ASSIGNMENT 1 ->
For each statement below, answer yes or no according to the book review that follows, and quote the words of the review that decide it: (a) The Yankees finished 17 games ahead of the second-place Red Sox. (b) The Yankees won the World Series by defeating the Reds in a long series. (c) Tofel's account relies heavily on detailed statistics.
ASSIGNMENT 2 ->
In the book review below, identify every baseball event the reviewer cites as making 1939 a landmark year.
ASSIGNMENT 3 ->
Extend the book review below, beginning after its final sentence, which concerns the decline of Lou Gehrig.

DOCUMENT SECTION ->
----

Review by Ron Kaplan
There is something mythical about 1939. It was a year when the rumblings of war in Europe grew louder while Einstein warned Roosevelt that the Nazis were getting closer to developing an atomic weapon. While this was going on, Americans were doing there best to ignore the coming storm by escaping to the New York Worlds Fair and with films like Gone With The Wind and The Wizard of Oz.
When it comes to baseball, 1939 was also a landmark year. Aside from being the questionable centennial of the national game, it marked the debut of Ted Williams, the opening of the Hall of Fame and the sad demise of Lou Gehrigs career.
It is the year, also, that arguably sets the Yankees apart as the greatest team of all time. They won 106 games, while losing just 45 to finish 17 games ahead of the second place Red Sox. They capped their run by sweeping the Reds in the World Series.
Richard Tofel relives the teams juggernaut run through the baseball world with a combination of concise reportage and historical perspective.
Without going into laborious detail and statistical meanderings, Tofel replays that special season, reminding the reader that teams are not composed merely of star players, but also of average fellows who have their good days and bad. (Even the Erle Doc Painter, the Yankees trainer, gets his due, though not in a complimentary light, but such was the case of that position in those days). In the case of the 1939 team, of course, there were more ups on the field then downs.
The major underlying story of Legend, however, takes place outside the white lines. The author uses anecdotal information as well as impressions of teammates and Eleanor Gehrig to impart the decline of the once-awesome Lou due not to the aging process, but by something much more insidious.

----

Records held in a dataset
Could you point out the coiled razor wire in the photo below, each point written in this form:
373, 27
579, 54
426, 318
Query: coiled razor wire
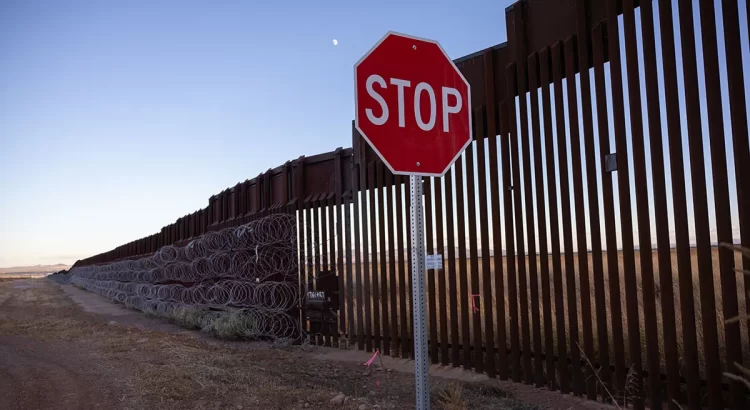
239, 282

----

RESPONSE BOX 1 ->
(a) Yes: "finish 17 games ahead of the second place Red Sox."
(b) No: "They capped their run by sweeping the Reds in the World Series."
(c) No: "Without going into laborious detail and statistical meanderings, Tofel replays that special season"

RESPONSE BOX 2 ->
- the questionable centennial of the national game
- the debut of Ted Williams
- the opening of the Hall of Fame
- the sad demise of Lou Gehrig's career

RESPONSE BOX 3 ->
As the 1939 season eased from spring training to regular play, the sportswriters who covered the Yankees noticed a sharp dropoff in ability from the Yankee first-baseman, carried over from the 1938 season. Tofel argues, correctly, that the falloff is relative only to Gehrigs great seasons. His numbers, a .295 batting average, 29 home runs and 114, RBI, still place him in above average. While some attributed it to the wear and tear of playing over 2,100 consecutive games, others, perhaps more sharp-eyed and sensitive, worried that there was something more to it. Teammates, in the typical unenlightened manner of youth and selfishness, complained that Gehrigs faulty play put them at risk. It was only after tests at the Mayo Clinic confirmed the worst that they sheepishly came around.
The question posed (but not adequately answered) by Tofel is how much did Gehrig understand about his fate. Some sources have indicated that the Iron Horse was not the brightest of men and doctors kept the ultimate diagnosis from him. Others claim he was keeping up a brave front to protect his family. Either way, the tribute according him on that July 4, at which he claimed to be the luckiest man on the face of the earth, ranks as one of the most moving in sports history.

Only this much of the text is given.